Content starts
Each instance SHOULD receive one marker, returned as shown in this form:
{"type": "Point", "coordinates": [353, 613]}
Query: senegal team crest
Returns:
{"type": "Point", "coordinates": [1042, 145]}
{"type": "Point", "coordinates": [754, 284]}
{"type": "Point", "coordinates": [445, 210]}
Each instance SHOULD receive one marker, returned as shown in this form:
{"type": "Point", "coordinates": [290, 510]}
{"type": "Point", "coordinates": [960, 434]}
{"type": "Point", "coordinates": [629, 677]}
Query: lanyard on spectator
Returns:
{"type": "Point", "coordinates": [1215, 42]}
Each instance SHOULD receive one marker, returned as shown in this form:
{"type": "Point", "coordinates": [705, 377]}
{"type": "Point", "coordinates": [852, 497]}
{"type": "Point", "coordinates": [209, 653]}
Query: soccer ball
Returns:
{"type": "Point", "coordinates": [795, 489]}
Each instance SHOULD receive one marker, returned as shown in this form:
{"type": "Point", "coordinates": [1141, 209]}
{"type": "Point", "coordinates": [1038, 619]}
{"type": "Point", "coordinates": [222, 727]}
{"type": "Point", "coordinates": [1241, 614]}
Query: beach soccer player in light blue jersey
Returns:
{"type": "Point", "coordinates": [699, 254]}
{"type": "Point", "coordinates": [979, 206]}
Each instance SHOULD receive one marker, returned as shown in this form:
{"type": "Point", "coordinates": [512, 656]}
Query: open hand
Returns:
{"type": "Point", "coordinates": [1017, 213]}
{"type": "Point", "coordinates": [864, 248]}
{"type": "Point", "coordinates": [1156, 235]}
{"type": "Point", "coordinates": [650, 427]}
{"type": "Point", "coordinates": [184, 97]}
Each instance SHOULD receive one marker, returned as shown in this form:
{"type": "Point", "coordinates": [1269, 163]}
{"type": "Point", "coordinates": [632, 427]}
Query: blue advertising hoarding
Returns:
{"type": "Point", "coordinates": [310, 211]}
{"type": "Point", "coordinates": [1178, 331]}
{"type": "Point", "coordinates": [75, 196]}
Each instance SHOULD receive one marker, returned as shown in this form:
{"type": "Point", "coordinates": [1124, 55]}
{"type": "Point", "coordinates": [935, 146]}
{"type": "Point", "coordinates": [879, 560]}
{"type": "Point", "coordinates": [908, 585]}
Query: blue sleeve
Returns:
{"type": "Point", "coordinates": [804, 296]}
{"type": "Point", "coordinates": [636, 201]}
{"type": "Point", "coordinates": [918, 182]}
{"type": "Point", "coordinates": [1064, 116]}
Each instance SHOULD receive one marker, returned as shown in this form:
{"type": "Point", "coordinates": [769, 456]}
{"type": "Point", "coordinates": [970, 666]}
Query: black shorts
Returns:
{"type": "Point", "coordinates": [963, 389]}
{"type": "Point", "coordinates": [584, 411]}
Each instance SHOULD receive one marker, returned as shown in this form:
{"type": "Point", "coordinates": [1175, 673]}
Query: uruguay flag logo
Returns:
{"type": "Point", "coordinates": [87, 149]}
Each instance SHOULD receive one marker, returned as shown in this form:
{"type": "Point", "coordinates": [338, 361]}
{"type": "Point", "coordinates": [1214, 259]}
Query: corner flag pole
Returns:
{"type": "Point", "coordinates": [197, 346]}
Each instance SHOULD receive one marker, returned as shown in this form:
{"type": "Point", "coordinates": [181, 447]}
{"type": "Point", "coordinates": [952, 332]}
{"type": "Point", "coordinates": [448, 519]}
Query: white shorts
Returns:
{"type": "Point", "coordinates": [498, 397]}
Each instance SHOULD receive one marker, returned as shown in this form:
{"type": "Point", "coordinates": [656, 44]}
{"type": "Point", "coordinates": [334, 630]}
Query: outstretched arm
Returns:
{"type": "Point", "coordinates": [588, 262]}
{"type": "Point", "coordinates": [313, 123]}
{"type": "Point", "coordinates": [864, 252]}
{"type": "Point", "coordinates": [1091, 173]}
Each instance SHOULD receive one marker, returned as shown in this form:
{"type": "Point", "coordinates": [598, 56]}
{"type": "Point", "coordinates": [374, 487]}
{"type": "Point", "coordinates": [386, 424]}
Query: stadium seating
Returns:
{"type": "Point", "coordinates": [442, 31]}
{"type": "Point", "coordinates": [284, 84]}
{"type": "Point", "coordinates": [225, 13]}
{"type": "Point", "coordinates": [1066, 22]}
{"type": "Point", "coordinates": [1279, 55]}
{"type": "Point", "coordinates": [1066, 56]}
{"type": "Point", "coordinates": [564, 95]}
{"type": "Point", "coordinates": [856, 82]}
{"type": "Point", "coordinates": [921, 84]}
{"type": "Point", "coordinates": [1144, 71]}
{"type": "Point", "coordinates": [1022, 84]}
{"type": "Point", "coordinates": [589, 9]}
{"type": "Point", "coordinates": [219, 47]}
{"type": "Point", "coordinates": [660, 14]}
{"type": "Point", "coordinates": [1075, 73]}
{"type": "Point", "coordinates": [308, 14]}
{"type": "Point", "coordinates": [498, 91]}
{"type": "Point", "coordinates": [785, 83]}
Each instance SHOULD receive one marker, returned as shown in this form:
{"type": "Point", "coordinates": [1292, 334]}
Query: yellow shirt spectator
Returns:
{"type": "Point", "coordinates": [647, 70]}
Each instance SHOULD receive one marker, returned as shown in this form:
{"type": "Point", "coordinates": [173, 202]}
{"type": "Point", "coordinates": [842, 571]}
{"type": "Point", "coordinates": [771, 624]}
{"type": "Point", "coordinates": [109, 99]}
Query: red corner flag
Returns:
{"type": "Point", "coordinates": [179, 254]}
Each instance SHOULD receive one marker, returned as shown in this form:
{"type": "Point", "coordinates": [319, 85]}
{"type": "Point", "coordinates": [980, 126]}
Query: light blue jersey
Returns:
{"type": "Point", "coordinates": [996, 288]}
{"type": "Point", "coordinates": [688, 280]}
Content ends
Content starts
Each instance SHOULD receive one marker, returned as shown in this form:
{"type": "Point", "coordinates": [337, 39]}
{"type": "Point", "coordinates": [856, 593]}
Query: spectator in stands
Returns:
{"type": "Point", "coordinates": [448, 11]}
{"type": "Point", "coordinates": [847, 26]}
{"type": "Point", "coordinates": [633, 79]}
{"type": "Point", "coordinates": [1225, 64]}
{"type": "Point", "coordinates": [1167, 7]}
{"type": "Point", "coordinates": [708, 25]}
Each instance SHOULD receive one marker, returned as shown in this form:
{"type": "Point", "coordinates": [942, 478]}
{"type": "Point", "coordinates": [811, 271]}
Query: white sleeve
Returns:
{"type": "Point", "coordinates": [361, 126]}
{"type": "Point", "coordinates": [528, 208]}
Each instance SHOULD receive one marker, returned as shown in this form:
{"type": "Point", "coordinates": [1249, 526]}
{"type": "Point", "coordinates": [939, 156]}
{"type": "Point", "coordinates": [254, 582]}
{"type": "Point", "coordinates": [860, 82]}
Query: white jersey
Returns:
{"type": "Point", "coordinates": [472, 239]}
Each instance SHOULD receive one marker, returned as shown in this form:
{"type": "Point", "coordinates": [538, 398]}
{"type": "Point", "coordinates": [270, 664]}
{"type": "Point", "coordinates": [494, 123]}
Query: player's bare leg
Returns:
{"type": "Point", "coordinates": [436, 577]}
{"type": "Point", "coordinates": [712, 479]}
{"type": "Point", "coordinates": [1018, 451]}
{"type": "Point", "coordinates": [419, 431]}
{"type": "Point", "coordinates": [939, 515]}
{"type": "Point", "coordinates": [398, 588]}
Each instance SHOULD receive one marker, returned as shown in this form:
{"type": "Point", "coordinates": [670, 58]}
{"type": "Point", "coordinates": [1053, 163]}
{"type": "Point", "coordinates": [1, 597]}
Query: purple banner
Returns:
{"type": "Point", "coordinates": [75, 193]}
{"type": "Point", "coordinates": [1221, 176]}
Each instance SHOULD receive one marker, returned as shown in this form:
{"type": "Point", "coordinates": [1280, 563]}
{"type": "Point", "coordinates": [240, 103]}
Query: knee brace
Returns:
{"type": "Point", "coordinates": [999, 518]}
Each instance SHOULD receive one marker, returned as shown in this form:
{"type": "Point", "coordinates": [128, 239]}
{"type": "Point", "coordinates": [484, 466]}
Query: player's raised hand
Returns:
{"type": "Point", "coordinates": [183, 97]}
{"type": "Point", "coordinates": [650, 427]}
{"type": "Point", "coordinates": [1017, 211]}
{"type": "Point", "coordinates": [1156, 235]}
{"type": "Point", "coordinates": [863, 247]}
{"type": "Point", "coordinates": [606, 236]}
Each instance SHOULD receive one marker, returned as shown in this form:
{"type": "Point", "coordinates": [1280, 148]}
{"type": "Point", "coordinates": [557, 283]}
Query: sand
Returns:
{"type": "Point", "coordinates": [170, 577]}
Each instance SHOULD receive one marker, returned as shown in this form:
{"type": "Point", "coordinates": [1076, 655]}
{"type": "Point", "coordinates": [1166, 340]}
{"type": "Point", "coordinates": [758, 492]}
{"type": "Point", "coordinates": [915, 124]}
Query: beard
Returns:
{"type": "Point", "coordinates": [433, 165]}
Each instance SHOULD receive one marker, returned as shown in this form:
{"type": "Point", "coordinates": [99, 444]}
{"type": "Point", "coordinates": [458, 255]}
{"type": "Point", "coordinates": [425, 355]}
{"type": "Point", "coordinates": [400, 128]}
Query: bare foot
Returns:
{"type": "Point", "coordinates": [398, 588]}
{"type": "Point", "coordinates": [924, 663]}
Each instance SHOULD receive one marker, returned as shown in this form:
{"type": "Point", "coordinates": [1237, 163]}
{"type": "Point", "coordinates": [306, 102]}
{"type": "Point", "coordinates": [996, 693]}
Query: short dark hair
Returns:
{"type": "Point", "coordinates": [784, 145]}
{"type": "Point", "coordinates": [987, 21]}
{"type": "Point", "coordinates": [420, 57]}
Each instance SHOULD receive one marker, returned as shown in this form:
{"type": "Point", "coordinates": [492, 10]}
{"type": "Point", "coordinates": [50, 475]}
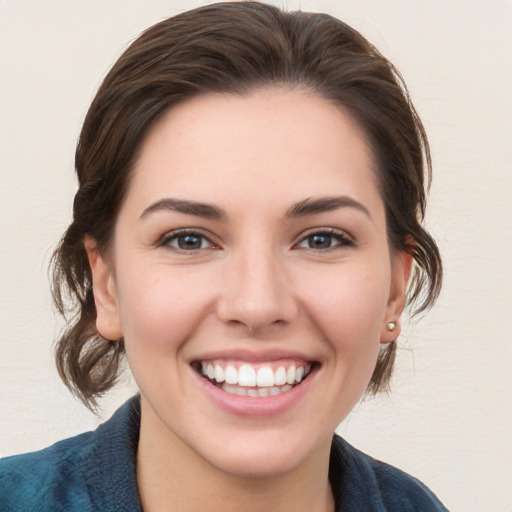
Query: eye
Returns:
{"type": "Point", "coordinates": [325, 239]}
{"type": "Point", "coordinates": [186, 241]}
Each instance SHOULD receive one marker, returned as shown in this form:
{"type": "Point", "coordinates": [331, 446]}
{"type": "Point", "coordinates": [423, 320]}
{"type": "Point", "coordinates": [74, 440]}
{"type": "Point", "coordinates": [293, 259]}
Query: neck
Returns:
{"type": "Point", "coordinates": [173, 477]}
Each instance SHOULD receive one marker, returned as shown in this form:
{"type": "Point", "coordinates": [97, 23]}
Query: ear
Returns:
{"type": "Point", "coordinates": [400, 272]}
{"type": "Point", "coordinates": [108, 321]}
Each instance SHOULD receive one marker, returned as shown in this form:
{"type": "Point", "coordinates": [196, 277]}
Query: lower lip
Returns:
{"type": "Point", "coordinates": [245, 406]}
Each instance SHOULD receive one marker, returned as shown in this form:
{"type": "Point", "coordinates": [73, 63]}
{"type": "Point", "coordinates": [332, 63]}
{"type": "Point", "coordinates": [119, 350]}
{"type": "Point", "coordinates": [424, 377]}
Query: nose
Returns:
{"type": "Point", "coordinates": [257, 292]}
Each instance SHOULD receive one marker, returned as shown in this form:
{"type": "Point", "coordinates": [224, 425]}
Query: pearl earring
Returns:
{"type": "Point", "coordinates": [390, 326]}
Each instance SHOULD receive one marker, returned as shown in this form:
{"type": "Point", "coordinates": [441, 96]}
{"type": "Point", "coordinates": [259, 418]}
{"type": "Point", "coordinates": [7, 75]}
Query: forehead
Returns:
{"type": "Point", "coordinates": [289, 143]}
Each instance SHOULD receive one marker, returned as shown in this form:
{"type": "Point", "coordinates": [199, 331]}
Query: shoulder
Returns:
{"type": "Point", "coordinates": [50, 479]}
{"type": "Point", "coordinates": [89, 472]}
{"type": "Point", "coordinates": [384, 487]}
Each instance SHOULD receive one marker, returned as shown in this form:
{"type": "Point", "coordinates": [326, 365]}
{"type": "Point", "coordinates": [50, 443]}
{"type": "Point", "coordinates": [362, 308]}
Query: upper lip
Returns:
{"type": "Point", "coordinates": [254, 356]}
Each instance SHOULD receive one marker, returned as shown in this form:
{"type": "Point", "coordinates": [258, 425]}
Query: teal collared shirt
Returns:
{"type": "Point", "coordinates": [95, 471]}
Content ends
Content starts
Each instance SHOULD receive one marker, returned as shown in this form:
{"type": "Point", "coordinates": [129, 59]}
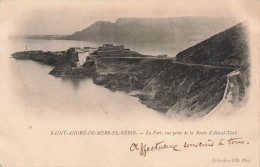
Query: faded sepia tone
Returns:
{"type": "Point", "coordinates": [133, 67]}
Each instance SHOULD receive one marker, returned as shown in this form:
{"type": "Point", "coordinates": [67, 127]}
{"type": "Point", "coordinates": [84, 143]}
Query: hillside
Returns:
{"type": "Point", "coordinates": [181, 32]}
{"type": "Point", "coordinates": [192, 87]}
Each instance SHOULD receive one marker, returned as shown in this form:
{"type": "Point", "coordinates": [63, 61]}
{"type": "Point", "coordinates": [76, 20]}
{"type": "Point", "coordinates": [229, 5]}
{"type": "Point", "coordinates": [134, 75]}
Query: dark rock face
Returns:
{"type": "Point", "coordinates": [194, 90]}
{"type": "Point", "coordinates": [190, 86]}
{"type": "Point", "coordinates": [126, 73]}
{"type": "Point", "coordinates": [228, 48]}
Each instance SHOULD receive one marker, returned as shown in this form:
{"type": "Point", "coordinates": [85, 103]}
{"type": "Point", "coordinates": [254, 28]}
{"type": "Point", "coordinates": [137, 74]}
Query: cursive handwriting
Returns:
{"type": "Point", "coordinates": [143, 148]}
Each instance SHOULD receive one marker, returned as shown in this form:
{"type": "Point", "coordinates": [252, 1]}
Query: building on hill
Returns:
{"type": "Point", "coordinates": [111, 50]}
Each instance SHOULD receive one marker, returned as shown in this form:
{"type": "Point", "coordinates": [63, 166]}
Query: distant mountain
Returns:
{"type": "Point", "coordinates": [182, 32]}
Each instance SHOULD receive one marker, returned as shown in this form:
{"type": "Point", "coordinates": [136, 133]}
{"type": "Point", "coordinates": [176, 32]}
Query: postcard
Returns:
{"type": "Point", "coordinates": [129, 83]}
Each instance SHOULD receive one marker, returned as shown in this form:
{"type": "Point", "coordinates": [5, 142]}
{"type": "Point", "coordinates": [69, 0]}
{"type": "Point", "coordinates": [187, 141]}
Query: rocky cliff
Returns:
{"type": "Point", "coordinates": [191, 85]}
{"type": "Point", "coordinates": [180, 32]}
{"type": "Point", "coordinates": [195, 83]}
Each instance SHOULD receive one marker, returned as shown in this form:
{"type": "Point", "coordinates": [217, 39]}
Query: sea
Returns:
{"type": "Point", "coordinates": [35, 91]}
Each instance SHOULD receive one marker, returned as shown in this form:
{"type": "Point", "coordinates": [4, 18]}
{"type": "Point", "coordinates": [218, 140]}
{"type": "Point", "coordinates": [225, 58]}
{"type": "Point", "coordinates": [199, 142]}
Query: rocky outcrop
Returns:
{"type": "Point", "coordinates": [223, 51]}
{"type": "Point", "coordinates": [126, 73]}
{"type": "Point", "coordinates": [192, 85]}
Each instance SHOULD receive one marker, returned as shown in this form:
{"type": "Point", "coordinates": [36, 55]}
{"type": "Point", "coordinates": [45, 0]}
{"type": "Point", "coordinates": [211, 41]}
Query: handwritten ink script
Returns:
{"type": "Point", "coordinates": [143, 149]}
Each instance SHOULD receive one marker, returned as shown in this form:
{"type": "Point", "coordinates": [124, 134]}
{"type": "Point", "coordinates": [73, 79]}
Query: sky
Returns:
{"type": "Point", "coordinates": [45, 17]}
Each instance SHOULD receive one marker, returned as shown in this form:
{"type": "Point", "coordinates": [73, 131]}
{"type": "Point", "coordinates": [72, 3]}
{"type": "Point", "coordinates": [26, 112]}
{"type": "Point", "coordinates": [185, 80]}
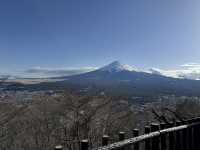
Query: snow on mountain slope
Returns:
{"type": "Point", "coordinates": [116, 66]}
Content ends
[PROBLEM REQUIREMENTS]
The lines holding the word "mountain" are the answer. Find them in the entries and copy them.

[TASK ANSWER]
Query: distant mountain
Query: snow on mountain slope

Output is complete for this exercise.